● **Excerpted text**:
::::

In the 19th century, Central Asia became the stage for far-reaching imperial projects. The Russian Empire established the Governor-Generalship of Turkestan, incorporating traditionally Islamic societies, nomadic cultures, and their distinctive political structures. At the same time, Orthodoxy entered the region as part of the new administrative order and immediately provoked outrage among local communities governed by very different norms. In his Qalam interview, historian Daniel Scarborough discusses how the Russian Orthodox Church adapted to this unfamiliar landscape, why imperial officials feared active missionary work, and what the juxtaposition of churches and mazars meant for all involved.
Daniel Scarborough / Qalam
Inventing ‘Russian Turkestan’
What was often referred to as Russian Turkestan was a vast territory that the Russian Empire colonized in the 19th century. The Governor-Generalship of Turkestan was formally established in 1867, after Russian forces conquered much of what is now Uzbekistan, southern Kazakhstan, Kyrgyzstan, and parts of Tajikistan. The boundaries of Turkestan shifted over time.
The Turkestan Governor-Generalship on a map of the Russian Empire / Wikimedia Commons
For instance, the region of Jetisu (Semirechye) initially became part of Turkestan, then was transferred to the Governor-Generalship of the Steppe. Later, it was returned to Turkestan when Transcaspia — mainly modern Turkmenistan — was added to the province in 1899. The resulting territory was enormous: contemporaries noted that it exceeded the combined size of France and Germany.
Its population was exceptionally diverse. Russians made up a relatively small minority; around the turn of the century, there were roughly ten times more indigenous Central Asian inhabitants than Russian settlers.
Orthodoxy in Turkestan: What Did It Look Like?
The Orthodox Church in Turkestan was a highly complex institution. It cannot be described as a single, uniform entity. There was the establishment of the Diocese of Turkestan and Tashkent in 1871, which included a bishop sent to the region and the higher administrative bodies of the Orthodox Church. Alongside this were the settlers who moved to Turkestan from across the empire and practiced their everyday religious life.
The colonial administration deliberately encouraged the migration of Orthodox settlers, rather than Protestants or Old Believers, assuming they would be more loyal to imperial authority. As a result, the majority of newcomers from Siberia, Ukraine, central Russia, and other regions were Orthodox.
The Church of St. Nicholas in Kulja, demolished in the 1960s / Wikimedia Commons
When all of these settlers came together in Turkestan, the authorities realized that not everyone understood Orthodoxy in exactly the same way. There were slight variations in practice, which in some cases led to conflicts among the settlers themselves. Moreover, many Old Believers — whom Church authorities labeled ‘schismatics’ — also arrived in the region, further complicating the diocesan administration’s efforts to maintain cohesion among Orthodox Christians.
Coexisting Faiths: Islam and Orthodoxy
What was distinctive about Central Asia is that it became part of the Russian Empire relatively late. Throughout the empire’s history, the Church had functioned as a central symbol of the Tsar’s authority. In many conquered territories, the Orthodox Church was granted a relatively privileged position: it was protected by the state and allowed to establish itself institutionally, including through access to property and land.

::::

● **Stored data**:
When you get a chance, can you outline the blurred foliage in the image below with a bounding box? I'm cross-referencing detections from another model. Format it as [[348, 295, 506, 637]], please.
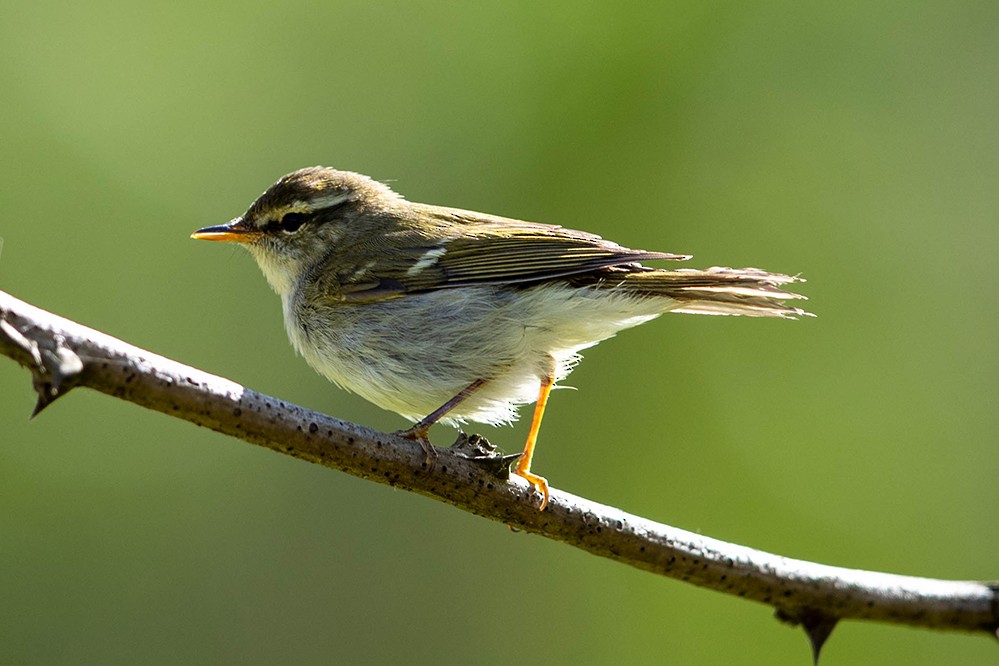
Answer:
[[0, 0, 999, 665]]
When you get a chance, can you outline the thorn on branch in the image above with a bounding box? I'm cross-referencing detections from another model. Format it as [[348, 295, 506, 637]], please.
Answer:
[[775, 608, 839, 666], [0, 319, 83, 418], [448, 432, 521, 480]]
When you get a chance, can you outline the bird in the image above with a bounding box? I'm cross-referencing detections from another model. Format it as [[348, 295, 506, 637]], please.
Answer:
[[191, 166, 811, 510]]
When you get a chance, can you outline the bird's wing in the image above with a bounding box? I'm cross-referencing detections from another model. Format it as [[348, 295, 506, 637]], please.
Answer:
[[326, 209, 689, 302]]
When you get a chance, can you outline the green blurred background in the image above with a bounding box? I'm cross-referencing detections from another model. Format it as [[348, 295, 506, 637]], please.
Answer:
[[0, 0, 999, 665]]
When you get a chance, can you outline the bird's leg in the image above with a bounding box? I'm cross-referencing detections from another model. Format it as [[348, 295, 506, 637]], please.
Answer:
[[513, 369, 555, 511], [396, 379, 486, 466]]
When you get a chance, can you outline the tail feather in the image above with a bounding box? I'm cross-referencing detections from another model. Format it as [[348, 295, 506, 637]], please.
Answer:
[[618, 266, 815, 319]]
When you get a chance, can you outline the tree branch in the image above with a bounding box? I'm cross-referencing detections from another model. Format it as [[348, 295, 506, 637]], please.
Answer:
[[0, 291, 999, 646]]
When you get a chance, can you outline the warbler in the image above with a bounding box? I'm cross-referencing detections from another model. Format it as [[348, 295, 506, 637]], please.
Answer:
[[192, 166, 808, 509]]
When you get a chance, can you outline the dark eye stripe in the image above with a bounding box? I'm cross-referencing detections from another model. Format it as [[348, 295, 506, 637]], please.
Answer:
[[278, 213, 309, 234]]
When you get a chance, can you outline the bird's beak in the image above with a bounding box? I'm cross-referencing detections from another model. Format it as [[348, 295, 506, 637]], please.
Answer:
[[191, 217, 260, 243]]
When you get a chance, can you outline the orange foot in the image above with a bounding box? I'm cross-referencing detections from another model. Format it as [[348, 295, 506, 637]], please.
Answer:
[[513, 465, 551, 511]]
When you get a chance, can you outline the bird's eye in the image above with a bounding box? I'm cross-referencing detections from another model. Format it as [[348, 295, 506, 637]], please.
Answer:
[[278, 213, 308, 234]]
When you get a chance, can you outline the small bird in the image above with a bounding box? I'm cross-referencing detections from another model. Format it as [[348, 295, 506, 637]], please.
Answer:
[[192, 167, 809, 510]]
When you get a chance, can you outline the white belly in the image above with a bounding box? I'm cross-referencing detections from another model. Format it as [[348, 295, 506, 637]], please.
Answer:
[[284, 285, 675, 424]]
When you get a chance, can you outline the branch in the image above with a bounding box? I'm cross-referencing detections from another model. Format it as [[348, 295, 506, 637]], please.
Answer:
[[0, 291, 999, 647]]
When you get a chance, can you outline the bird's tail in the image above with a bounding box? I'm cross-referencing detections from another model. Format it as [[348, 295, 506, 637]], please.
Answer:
[[610, 266, 814, 319]]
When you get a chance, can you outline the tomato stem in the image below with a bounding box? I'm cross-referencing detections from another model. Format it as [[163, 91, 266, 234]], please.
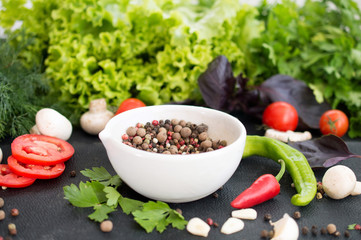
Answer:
[[275, 159, 286, 182]]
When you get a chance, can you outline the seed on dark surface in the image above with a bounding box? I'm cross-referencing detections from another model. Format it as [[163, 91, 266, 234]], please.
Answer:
[[100, 220, 113, 232], [293, 211, 301, 219], [10, 208, 19, 217], [8, 223, 17, 235], [263, 213, 272, 221], [302, 226, 309, 235], [311, 225, 318, 236], [261, 229, 268, 238], [326, 223, 337, 234], [126, 127, 137, 137]]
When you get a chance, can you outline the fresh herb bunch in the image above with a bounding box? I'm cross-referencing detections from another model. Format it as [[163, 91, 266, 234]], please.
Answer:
[[63, 167, 187, 233], [0, 36, 49, 139], [248, 0, 361, 137]]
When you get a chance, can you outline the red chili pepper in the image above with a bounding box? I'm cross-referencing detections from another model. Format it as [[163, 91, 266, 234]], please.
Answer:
[[231, 160, 285, 209]]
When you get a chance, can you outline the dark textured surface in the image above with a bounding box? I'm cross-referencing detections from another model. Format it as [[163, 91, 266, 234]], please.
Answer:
[[0, 111, 361, 240]]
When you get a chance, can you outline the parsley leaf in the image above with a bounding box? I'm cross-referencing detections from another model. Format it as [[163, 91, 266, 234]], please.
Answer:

::::

● **Required actions**:
• a. Answer these about the passage on Orthodoxy in Russian Turkestan, one line each:
(i) In what year was the Governor-Generalship of Turkestan formally established?
(ii) In what year was the Diocese of Turkestan and Tashkent established?
(iii) Which two countries' combined size did contemporaries say the territory exceeded?
• b. Name every present-day country that the passage on Orthodoxy in Russian Turkestan says was wholly or partly included in Turkestan.
• c. Carry on with the passage on Orthodoxy in Russian Turkestan after its final sentence.
The records have nothing to do with the text.

● **Outputs in order**:
• a.
(i) 1867
(ii) 1871
(iii) France and Germany

• b. Uzbekistan, Kazakhstan, Kyrgyzstan, Tajikistan, Turkmenistan

• c.
By the time the Russian Empire expanded into Central Asia, however, the imperial project had begun to diverge from the Church’s missionary ambitions. Some officials in the Russian government worried about antagonizing the large Muslim population they sought to govern. As a result, the Orthodox Church was not permitted to engage in extensive missionary activity in the region.
In fact, when the Most Holy Governing Synod informed Turkestan’s first Governor-General, Konstantin von Kaufmann, that it intended to establish a Diocese of Tashkent and Turkestan with its seat in Tashkent, he refused. Although Tashkent was the administrative capital of Turkestan, von Kaufmann’s response was unambiguous: he did not want an Orthodox bishop based in the province’s main city. Instead, he urged the Church to locate the diocese in Semirechye, in Verny (Almaty), where the Russian population was larger and where there were fewer monumental centers of Islam.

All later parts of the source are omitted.